====== Information ======

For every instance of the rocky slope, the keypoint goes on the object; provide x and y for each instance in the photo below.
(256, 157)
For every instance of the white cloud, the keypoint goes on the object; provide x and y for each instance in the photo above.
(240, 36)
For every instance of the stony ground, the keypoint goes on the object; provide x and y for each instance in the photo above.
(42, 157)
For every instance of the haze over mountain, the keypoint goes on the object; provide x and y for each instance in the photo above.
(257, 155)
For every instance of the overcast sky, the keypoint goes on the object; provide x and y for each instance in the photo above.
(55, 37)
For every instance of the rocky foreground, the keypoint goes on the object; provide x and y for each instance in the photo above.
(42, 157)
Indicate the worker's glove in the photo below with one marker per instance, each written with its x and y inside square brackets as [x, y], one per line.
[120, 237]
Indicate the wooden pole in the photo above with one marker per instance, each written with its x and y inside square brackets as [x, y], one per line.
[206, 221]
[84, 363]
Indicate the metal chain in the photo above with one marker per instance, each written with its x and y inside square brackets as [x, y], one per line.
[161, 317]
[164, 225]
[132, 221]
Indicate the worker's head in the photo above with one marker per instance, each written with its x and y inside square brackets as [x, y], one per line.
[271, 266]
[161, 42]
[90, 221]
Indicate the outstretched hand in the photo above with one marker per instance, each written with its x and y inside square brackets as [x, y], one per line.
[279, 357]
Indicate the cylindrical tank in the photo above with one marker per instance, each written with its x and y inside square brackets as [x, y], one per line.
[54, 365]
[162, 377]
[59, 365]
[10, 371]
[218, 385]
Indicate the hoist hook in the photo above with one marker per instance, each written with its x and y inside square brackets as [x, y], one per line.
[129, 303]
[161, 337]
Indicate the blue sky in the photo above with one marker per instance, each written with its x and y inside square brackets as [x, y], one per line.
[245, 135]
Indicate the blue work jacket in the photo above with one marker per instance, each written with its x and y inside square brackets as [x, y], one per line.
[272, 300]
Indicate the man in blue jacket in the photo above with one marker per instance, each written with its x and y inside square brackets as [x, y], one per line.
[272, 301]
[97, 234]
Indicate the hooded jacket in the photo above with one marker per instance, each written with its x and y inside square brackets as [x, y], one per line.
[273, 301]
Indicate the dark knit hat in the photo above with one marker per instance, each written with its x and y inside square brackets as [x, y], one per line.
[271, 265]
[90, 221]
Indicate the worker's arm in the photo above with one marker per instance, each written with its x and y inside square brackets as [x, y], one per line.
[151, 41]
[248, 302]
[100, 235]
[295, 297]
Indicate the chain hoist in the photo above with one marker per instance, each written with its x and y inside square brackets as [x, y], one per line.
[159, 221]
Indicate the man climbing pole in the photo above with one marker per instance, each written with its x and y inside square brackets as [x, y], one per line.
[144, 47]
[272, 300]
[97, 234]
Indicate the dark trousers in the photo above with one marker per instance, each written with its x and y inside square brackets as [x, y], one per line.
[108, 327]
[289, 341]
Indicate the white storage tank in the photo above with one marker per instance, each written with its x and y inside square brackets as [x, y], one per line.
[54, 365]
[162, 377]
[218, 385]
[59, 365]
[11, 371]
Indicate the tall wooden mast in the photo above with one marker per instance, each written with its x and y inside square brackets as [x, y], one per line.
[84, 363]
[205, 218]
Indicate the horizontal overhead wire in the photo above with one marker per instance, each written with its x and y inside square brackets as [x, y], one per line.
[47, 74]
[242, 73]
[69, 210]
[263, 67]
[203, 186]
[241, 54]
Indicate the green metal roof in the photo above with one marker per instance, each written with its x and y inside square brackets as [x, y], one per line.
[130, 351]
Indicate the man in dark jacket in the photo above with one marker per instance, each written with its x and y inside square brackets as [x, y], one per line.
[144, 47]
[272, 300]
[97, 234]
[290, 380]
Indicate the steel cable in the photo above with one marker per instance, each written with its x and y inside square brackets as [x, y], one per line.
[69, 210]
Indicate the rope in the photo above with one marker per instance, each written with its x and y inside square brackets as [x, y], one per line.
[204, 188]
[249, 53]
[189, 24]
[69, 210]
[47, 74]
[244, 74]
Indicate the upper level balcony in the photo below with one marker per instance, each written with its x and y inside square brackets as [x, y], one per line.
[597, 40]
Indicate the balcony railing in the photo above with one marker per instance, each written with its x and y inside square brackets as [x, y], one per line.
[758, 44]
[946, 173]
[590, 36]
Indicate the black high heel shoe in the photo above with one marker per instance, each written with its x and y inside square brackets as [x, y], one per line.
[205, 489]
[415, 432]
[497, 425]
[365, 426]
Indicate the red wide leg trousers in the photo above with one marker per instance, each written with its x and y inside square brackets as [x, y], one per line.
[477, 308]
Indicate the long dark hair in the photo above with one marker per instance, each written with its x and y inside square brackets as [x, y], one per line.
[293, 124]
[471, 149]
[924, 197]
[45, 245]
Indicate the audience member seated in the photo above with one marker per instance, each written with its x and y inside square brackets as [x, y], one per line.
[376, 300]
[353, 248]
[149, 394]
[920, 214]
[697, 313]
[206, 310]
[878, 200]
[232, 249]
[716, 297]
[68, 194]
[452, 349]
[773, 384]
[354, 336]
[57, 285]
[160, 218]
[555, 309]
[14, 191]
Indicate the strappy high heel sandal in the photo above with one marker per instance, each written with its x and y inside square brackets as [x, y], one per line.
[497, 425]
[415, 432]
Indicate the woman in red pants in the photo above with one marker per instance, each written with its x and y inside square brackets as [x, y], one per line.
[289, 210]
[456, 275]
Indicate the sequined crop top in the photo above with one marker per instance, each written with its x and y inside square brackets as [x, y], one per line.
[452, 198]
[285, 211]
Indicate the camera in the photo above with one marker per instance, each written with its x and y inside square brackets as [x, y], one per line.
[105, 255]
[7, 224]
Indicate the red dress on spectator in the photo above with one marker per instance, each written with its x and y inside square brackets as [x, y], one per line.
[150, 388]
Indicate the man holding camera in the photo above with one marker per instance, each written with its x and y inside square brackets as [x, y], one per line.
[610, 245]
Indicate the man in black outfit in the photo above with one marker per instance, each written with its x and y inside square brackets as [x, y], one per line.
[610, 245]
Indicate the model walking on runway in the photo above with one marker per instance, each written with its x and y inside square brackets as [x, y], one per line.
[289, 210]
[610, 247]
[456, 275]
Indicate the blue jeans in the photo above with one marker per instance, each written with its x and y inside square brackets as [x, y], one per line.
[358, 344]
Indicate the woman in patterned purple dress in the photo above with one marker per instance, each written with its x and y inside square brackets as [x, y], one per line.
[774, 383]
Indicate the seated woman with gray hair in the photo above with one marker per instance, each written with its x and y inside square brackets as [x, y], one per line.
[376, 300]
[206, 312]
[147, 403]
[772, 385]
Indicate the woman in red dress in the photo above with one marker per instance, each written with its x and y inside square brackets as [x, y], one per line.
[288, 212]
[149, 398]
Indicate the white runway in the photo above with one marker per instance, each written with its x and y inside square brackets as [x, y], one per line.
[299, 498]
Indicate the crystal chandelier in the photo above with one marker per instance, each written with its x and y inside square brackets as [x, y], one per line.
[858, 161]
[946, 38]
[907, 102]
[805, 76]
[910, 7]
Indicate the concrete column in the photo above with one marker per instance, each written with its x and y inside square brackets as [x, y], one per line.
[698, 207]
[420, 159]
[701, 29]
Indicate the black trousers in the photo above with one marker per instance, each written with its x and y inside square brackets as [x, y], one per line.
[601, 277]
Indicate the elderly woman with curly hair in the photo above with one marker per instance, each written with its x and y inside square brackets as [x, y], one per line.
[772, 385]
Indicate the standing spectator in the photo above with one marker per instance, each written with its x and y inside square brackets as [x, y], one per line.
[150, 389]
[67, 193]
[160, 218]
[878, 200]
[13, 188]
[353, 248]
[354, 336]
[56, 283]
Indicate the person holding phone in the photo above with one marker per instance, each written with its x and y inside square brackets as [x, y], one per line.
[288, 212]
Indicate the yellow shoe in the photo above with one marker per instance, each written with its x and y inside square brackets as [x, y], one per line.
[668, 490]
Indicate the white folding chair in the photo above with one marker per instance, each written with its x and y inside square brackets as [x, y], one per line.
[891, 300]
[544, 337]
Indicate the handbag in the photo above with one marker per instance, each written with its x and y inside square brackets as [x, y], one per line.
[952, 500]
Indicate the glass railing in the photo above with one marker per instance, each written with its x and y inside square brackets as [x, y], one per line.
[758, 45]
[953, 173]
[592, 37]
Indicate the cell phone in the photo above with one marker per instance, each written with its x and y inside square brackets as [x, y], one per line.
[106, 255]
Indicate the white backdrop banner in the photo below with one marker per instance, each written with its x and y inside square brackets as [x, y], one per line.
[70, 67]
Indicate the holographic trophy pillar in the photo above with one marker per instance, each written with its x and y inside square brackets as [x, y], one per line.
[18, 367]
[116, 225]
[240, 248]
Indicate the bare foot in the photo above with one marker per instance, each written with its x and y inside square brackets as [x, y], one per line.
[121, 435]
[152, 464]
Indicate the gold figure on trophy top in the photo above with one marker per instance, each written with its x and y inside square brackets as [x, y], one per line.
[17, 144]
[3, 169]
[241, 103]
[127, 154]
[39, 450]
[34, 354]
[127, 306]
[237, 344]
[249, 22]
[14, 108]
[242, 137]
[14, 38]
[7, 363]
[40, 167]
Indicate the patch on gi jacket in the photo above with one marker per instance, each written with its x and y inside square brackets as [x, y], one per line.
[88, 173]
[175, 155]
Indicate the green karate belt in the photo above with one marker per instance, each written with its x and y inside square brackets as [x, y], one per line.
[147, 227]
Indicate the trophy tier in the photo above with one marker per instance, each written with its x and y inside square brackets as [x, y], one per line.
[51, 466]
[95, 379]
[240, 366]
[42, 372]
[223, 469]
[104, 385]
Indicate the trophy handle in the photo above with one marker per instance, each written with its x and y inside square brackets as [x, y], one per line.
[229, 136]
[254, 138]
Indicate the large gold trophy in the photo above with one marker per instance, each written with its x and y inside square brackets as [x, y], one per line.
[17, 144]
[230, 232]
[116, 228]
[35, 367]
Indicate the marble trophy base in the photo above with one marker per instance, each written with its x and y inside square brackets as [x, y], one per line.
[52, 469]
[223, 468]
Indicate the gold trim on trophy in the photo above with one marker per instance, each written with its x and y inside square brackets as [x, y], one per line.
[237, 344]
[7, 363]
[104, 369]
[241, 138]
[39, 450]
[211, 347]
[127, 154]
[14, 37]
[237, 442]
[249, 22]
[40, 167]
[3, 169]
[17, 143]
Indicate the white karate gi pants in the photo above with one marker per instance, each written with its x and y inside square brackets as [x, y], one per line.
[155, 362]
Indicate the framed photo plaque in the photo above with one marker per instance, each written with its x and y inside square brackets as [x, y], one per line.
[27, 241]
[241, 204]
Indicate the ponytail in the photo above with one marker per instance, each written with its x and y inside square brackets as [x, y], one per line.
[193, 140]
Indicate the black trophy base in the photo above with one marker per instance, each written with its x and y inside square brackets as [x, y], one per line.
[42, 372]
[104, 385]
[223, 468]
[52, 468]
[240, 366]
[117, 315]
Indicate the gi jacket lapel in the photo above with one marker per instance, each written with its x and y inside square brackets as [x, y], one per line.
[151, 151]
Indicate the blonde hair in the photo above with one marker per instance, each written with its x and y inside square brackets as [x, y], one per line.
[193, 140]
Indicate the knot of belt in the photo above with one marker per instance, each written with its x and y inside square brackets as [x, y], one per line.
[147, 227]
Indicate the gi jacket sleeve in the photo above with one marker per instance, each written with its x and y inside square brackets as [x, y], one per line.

======

Task to carry out: Everything from the line containing "Indicate the blonde" to the last line of the data above must be set down exactly, both ends included, with no other lines.

Result for this task:
Indicate the blonde hair in the photo above with one marker per instance, each written with its x and y inside square brackets as [x, y], one per line.
[193, 140]
Indicate the knot of belt in the photo above with one marker per instance, each written with its x and y inside square brackets as [x, y], one per line.
[147, 227]
Indicate the gi jacket sleeve in the photo above with one marker per instance, each written with its x and y inside square brackets as [x, y], one per line.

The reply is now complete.